[[ Passage open ]]
Definition
The actor-network theory method, principally attributed to the French social scientists Michel Callon and Bruno Latour, looks at how breakthroughs, whether in information or technology, become ingrained in society. They make a case for a “sociology of translation,” the central tenet of which is that innovations thrive when other players’ interests are included in the new venture. For instance, Latour contends that Pasteur’s well-known work on disease prevention was successful because Pasteur incorporated the interests of veterinarians, farmers, and cattle into his research program, making pasteurization seem in their best interests.
The development of actor-network theory has combined research in science, technology, and spatial data to comprehend the interactional relationships between people and the physical environment.
Latour and Callon emphasize that innovations often succeed because their proponents are adept at creating coalitions amongst diverse actor networks. Alliances between human and non-human agents are also possible.
Explanation
Six Assumptions of Actor-Network Theory
A series of social analytic methods known as actor-network theory (ANT) is based on six fundamental tenets.
- It begins by treating institutions, practices, and actors as materially diverse entities made not only of people but also of various materials and technology.
- Second, it assumes that the components of practices are relational and only take on their structure and characteristics through interaction with other elements. Nothing has reality or is essentially fixed outside of the network of relationships.
- Thirdly, it supposes that the network of disparate relationships and behaviors is a process. Structures, institutions, and realities vanish if they are not constantly implemented.
- Fourthly, it consequently presupposes that realities and structures are unstable in theory, if not in actuality.
- Fifth, this raises the possibility that the world may differ, which increases intriguing political options.
- Sixth, it looks at how realities are created and sustained rather than why. This is such that even the most evident social causes, which are relationship effects, are flexible.
The sociology of science movement that gave rise to actor-network theory in the 1980s was based at the Paris School of Mines. Michel Callon, Antoine Hennion, John Law, and Bruno Latour were essential developers. It was harshly critical of past historical and sociological interpretations of science that had created a clear line between a science’s “inside” and “outside” and judged whether or not it adhered to a unitary scientific process in the application.
Three moves of Actor Network Theorists
Theorists of actor networks made three crucial choices.
They first argued in favor of viewing scientific practice as a semiotic network. In the same way that a ring or a prince may occupy the same structural place in a fairy tale, human and non-human actors (actants) were thought to be susceptible to the same analytic categories. They could be a part of a network or not, they might have particular moral convictions or not, and so on. The theory’s most important but least understood component is its profound ontological position.
[[ Passage closed ]]
**Requirement 1**:
Using the actor-network theory text, decide whether each statement agrees with it. Answer yes or no for each, and quote the deciding words exactly.
(a) The movement that gave rise to actor-network theory was based at the Paris School of Mines in the 1980s.
(b) Actor-network theory looks at why realities are created rather than how.
(c) Pasteur brought the interests of veterinarians, farmers, and cattle into his research program.
**Requirement 2**:
Reproduce the part of the actor-network theory text starting at "- Second, it" and ending at "not constantly implemented.", word for word.
[[ Dataset entries open ]]
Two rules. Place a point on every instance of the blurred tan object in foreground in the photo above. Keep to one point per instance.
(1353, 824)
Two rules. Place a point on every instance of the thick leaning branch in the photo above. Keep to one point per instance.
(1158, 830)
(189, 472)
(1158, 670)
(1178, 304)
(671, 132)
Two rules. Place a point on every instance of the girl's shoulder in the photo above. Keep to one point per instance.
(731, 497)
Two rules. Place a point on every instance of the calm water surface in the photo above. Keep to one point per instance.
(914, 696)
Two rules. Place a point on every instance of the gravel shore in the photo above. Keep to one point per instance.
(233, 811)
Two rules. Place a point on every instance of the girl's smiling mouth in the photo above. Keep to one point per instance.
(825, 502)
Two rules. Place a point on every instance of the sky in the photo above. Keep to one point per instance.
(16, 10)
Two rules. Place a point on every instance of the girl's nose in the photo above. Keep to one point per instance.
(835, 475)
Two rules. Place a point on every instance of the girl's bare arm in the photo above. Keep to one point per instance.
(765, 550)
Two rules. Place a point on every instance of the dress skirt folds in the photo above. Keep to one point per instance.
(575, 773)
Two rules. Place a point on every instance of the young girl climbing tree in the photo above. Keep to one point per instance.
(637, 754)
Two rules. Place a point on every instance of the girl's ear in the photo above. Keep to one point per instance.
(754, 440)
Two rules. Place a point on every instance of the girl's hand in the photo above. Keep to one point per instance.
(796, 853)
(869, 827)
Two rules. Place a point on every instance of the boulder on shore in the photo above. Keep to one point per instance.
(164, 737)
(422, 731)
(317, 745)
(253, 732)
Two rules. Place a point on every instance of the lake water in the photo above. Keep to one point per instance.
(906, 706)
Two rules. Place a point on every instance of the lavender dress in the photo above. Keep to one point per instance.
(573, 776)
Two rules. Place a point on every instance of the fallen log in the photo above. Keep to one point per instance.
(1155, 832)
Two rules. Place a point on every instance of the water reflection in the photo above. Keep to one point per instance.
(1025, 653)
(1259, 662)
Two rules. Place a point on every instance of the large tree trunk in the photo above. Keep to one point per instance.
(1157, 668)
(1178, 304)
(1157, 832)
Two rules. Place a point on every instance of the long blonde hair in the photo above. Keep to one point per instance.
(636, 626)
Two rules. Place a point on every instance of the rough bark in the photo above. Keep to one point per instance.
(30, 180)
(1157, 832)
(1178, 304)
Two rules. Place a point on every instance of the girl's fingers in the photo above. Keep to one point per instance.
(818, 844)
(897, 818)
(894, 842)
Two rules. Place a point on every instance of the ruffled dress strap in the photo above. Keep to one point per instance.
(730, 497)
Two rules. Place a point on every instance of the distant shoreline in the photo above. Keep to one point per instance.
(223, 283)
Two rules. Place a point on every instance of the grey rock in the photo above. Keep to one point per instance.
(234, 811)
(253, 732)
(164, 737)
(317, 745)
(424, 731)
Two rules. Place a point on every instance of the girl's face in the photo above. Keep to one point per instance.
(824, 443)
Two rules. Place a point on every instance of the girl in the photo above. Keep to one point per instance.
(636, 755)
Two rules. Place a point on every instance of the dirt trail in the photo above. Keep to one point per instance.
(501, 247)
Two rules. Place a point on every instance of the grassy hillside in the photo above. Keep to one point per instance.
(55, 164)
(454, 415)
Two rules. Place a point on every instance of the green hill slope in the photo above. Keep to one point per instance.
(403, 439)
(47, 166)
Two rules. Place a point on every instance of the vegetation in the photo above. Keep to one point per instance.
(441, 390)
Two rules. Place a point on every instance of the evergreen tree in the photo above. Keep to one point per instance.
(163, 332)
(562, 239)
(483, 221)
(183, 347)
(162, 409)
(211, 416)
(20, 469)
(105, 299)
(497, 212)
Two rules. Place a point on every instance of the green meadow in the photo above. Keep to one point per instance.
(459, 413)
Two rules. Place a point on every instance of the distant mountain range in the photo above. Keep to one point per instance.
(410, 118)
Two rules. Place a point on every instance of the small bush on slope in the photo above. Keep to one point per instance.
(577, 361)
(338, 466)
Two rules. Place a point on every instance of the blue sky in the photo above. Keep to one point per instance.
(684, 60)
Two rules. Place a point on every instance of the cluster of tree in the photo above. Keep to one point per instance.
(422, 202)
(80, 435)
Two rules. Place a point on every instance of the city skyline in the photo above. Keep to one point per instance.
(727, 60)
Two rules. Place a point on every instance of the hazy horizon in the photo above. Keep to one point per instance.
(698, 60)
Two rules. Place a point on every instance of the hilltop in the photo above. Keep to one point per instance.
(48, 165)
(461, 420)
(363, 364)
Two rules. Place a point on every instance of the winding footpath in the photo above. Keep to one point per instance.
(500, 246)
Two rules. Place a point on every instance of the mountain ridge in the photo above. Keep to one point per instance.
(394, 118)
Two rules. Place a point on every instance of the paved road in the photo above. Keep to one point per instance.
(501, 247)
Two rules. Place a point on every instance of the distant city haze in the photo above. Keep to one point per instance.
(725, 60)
[[ Dataset entries closed ]]
**Written answer 1**:
(a) Yes: "The sociology of science movement that gave rise to actor-network theory in the 1980s was based at the Paris School of Mines."
(b) No: "it looks at how realities are created and sustained rather than why."
(c) Yes: "Pasteur incorporated the interests of veterinarians, farmers, and cattle into his research program"

**Written answer 2**:
- Second, it assumes that the components of practices are relational and only take on their structure and characteristics through interaction with other elements. Nothing has reality or is essentially fixed outside of the network of relationships.
- Thirdly, it supposes that the network of disparate relationships and behaviors is a process. Structures, institutions, and realities vanish if they are not constantly implemented.